What the “legitimate rape”?!
By Julia Krupski
There are some universal truths I take for granted: the grass is green, cheating is wrong, and more importantly that rape is rape. I never thought that people would question these truths. Until now, that is. Todd Akin, a United States Representative and Senatorial candidate from Missouri, seems to question whether rape is in fact rape.
On Sunday August 19th, during an interview with a local St. Louis television station, Akin was asked about his views on abortion in the case of rape. Akin responded, “It seems to be, first of all, from what I understand from doctors, it’s really rare. If it’s a legitimate rape, the female body has ways to try to shut the whole thing down.”
Wait. Stop. Hold on. Back up. Yes, you did in fact read that statement correctly, and yes we are in the 21st century (just in case you were a little confused). Akin’s statement is incorrect in so many ways. First, and most obviously, all rape is legitimate. I mean, what exactly would be considered an illegitimate rape?

======

Please carry on the opinion piece about Todd Akin's "legitimate rape" remark, starting right after its last sentence.

INFORMATION SUPPLIED:
======

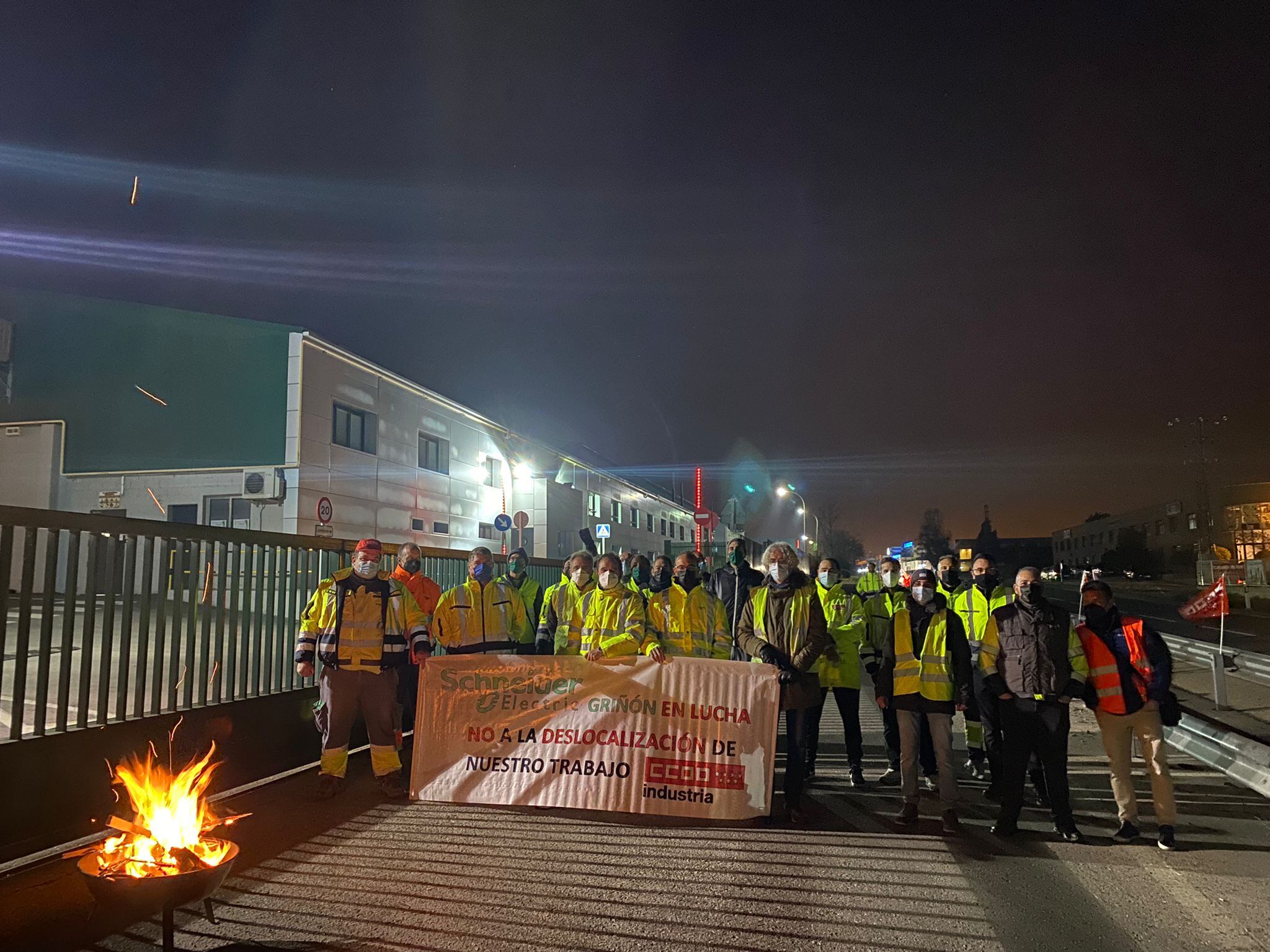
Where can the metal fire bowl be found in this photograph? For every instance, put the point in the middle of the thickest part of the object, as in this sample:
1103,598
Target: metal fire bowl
155,891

======

REPLY:
It becomes extremely dangerous for women when people start using words like “legitimate” to describe rape. Words like “legitimate” and “forced” suggest that there are stipulations for what is considered rape. Other crimes do not have these specifications. People don’t ask if there was a “legitimate” murder, or a “legitimate” burglary. Using these words raises doubts about whether a rape victim is telling the truth. Dictionary.com defines rape as “the unlawful compelling of a person through physical force or duress to have sexual intercourse ”. Based on theis definition, all rape is forced, so saying “forced rape” is redundant. Ultimately, when politicians include these types of stipulations in their discussion of rape they are victimizing the victim all over again.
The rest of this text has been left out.